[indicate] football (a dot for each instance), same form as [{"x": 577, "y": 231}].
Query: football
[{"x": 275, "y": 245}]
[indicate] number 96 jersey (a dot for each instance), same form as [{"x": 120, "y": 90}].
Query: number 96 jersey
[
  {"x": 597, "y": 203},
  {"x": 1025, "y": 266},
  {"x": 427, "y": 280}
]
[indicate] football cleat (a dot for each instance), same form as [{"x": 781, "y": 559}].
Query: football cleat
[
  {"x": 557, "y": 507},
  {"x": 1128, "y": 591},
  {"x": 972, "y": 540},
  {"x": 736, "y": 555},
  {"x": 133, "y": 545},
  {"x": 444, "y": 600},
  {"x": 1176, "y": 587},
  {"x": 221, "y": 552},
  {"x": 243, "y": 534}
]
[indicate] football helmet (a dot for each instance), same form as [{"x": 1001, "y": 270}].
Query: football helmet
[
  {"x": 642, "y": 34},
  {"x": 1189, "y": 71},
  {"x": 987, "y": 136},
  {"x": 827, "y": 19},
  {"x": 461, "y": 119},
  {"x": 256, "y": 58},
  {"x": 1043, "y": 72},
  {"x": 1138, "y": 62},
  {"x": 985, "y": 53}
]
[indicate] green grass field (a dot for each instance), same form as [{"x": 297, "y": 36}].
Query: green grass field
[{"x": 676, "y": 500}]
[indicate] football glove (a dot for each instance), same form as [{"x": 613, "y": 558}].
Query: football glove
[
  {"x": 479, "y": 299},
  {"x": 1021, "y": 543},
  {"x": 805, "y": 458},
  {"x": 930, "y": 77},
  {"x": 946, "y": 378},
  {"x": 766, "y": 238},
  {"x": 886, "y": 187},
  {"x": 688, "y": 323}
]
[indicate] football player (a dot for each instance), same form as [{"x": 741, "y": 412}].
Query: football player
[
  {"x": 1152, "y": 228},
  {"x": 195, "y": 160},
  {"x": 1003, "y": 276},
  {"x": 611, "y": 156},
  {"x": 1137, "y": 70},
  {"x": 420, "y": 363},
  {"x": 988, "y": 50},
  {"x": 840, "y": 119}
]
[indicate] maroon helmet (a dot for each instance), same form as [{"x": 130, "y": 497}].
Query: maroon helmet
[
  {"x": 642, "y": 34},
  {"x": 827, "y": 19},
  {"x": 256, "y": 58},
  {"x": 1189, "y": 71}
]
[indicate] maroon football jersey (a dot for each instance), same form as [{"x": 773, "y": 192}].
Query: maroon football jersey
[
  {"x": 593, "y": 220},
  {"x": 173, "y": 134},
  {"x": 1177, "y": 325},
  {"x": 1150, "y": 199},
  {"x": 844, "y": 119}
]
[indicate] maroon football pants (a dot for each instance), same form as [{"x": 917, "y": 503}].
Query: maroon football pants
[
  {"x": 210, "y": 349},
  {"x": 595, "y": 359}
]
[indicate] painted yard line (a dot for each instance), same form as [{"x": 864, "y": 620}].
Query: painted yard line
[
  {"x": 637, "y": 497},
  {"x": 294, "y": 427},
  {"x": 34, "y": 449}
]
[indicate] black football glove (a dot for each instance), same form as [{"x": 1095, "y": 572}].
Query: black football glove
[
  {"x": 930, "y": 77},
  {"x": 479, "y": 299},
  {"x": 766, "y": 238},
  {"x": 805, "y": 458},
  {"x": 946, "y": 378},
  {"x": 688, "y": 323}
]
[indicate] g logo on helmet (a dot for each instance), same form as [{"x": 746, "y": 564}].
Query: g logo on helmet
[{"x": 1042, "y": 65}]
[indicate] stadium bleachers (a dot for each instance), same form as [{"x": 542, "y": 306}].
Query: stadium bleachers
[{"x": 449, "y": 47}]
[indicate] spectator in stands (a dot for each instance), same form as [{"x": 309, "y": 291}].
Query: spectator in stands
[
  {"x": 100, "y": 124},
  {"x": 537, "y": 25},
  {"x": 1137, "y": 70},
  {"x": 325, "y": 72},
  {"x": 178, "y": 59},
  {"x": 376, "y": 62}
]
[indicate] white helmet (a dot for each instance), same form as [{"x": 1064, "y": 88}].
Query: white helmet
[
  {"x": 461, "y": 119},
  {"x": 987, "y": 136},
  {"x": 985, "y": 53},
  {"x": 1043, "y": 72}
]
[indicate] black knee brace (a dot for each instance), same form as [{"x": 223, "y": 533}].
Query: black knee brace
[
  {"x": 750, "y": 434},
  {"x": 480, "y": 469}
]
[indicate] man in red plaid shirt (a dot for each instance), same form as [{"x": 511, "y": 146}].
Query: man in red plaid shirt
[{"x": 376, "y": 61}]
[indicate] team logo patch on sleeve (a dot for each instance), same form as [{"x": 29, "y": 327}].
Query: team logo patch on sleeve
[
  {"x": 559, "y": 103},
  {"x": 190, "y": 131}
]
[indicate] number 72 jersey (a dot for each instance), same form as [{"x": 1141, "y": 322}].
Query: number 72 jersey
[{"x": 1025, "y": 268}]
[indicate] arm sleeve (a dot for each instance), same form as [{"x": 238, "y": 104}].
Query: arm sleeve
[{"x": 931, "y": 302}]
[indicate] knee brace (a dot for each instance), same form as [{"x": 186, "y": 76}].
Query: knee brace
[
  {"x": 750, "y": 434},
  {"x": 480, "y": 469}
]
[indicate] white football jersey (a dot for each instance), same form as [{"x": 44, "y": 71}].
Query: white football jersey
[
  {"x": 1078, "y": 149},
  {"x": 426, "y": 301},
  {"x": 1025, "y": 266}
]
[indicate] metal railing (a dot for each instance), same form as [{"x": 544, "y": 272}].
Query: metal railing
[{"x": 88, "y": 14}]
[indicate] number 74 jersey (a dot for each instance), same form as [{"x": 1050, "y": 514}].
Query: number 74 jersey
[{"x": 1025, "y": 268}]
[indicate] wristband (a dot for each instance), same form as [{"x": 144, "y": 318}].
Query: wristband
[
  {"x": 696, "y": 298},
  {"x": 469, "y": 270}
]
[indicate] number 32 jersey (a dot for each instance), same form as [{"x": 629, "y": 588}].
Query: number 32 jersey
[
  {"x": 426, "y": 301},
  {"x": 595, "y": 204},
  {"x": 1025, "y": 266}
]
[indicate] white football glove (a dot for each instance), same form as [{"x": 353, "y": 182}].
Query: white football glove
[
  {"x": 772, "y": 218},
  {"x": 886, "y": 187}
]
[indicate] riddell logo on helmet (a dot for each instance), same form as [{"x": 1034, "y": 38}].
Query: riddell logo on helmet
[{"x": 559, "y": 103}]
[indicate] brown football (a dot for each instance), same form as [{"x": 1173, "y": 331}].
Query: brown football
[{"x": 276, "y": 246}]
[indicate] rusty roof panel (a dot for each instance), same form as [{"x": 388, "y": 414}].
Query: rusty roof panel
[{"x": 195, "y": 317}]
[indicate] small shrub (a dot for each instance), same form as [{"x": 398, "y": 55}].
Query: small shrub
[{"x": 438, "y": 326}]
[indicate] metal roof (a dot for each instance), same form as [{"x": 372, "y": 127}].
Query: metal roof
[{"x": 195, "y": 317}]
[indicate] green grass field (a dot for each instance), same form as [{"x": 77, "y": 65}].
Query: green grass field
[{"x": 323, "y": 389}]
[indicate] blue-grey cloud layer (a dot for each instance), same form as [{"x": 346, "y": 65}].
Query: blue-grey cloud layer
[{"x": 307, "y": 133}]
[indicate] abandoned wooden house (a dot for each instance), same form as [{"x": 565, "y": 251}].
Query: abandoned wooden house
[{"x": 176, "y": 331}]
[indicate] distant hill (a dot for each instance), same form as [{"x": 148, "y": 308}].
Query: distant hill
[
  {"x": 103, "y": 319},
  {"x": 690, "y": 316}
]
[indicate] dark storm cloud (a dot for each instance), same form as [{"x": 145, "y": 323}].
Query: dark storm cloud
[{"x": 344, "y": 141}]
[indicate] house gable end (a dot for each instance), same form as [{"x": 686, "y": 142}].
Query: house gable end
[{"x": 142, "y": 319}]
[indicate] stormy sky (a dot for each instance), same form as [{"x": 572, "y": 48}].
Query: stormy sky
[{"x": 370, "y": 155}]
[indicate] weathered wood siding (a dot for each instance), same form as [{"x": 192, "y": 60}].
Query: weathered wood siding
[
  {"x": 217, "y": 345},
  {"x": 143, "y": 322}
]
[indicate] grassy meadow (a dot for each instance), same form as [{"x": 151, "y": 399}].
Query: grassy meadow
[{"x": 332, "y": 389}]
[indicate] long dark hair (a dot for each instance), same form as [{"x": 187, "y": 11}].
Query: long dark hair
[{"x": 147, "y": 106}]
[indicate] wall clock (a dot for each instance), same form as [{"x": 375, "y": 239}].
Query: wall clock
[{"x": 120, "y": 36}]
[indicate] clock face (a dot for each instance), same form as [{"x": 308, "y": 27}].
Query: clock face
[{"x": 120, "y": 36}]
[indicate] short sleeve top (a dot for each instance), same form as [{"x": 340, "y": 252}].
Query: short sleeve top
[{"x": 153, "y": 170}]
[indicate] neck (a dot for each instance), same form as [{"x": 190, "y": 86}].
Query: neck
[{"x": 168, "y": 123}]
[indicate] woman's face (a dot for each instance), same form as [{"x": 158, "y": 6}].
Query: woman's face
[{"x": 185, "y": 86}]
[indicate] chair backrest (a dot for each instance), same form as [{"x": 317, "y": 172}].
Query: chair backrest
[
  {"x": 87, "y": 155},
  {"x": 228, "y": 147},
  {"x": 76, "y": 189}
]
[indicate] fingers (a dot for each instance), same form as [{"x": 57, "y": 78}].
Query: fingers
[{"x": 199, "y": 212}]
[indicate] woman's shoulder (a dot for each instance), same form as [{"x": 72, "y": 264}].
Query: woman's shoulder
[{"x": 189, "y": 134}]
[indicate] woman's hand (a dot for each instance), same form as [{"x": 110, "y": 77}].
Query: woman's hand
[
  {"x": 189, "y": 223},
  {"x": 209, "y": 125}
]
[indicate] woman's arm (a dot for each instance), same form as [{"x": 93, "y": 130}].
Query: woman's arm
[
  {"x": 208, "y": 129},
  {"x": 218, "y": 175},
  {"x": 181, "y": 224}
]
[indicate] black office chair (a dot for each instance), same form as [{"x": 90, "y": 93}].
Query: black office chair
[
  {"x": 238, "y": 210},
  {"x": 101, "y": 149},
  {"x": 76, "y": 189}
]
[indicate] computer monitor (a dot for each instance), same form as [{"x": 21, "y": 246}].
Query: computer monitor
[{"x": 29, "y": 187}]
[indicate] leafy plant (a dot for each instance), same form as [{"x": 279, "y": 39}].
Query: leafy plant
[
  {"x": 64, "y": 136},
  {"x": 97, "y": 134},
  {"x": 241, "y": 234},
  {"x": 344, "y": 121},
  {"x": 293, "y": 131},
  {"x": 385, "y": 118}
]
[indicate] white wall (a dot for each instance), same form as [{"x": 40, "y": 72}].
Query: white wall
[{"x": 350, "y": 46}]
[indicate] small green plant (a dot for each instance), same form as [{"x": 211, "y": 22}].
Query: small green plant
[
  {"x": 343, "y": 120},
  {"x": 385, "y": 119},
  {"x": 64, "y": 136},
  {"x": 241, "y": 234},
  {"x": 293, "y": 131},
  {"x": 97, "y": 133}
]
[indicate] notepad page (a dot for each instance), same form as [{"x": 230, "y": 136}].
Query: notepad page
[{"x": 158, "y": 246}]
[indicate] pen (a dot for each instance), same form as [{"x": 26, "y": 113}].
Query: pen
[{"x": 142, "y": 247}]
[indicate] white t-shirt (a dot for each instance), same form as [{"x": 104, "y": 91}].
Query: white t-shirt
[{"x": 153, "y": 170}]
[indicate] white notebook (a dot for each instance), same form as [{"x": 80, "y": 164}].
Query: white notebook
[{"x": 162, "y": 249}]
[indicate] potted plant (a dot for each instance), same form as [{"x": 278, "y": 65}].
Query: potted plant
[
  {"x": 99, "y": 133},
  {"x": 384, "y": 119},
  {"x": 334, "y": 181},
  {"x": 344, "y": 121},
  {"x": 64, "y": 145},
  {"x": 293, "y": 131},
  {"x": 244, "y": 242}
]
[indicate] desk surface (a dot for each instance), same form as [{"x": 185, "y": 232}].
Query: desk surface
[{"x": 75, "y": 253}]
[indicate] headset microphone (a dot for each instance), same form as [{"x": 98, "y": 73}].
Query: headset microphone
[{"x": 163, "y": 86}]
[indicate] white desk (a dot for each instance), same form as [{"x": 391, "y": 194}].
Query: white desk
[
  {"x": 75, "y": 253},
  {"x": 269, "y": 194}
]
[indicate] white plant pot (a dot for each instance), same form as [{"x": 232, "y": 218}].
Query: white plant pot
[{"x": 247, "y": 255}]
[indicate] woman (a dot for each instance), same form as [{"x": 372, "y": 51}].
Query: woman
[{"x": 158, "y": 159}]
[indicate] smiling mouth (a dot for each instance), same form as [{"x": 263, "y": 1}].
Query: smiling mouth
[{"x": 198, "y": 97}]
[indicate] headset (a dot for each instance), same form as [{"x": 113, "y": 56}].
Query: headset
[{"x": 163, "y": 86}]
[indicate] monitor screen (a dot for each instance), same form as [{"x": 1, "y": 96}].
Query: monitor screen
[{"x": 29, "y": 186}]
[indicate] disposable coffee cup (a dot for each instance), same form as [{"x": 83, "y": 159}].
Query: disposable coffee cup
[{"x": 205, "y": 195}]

------------------------

[Your objective]: Look above and return each line of the records exactly, from the very first through the line with "[indicate] maroon football jersey", both included.

[Written reply]:
[indicate] football (a dot for each instance), same form as [{"x": 577, "y": 231}].
Query: football
[{"x": 275, "y": 245}]
[indicate] number 96 jersey (a dot for each instance), same form as [{"x": 120, "y": 90}].
Query: number 96 jersey
[
  {"x": 597, "y": 203},
  {"x": 1025, "y": 266},
  {"x": 427, "y": 280}
]
[indicate] football cleat (a dot for each instance), same form as [{"x": 781, "y": 559}].
Query: football cleat
[
  {"x": 557, "y": 507},
  {"x": 1128, "y": 591},
  {"x": 972, "y": 540},
  {"x": 736, "y": 555},
  {"x": 133, "y": 545},
  {"x": 444, "y": 600},
  {"x": 1176, "y": 587},
  {"x": 221, "y": 552},
  {"x": 243, "y": 534}
]
[indicate] football helmet (a dot for each instance), same form as [{"x": 1001, "y": 270}].
Query: football helmet
[
  {"x": 642, "y": 34},
  {"x": 1189, "y": 71},
  {"x": 987, "y": 136},
  {"x": 827, "y": 19},
  {"x": 461, "y": 119},
  {"x": 256, "y": 58},
  {"x": 1043, "y": 72},
  {"x": 1138, "y": 62},
  {"x": 985, "y": 53}
]
[indicate] green grass field (a dot for each instance), same form as [{"x": 297, "y": 36}].
Query: green grass field
[{"x": 676, "y": 500}]
[indicate] football glove (a dot for each instance), same form as [{"x": 613, "y": 558}].
Query: football glove
[
  {"x": 479, "y": 299},
  {"x": 1021, "y": 543},
  {"x": 805, "y": 458},
  {"x": 930, "y": 77},
  {"x": 946, "y": 378},
  {"x": 766, "y": 238},
  {"x": 886, "y": 187},
  {"x": 688, "y": 323}
]
[indicate] football player (a dot for each instance), same form as [{"x": 741, "y": 412}].
Query: football player
[
  {"x": 1152, "y": 228},
  {"x": 195, "y": 160},
  {"x": 1003, "y": 276},
  {"x": 611, "y": 156},
  {"x": 1137, "y": 70},
  {"x": 420, "y": 363},
  {"x": 988, "y": 50},
  {"x": 840, "y": 119}
]
[indicate] maroon helmet (a dot for each instance), same form as [{"x": 130, "y": 497}].
Query: maroon helmet
[
  {"x": 642, "y": 34},
  {"x": 827, "y": 19},
  {"x": 256, "y": 58},
  {"x": 1189, "y": 71}
]
[indicate] maroon football jersey (a dot for each instance), same form as [{"x": 773, "y": 192}].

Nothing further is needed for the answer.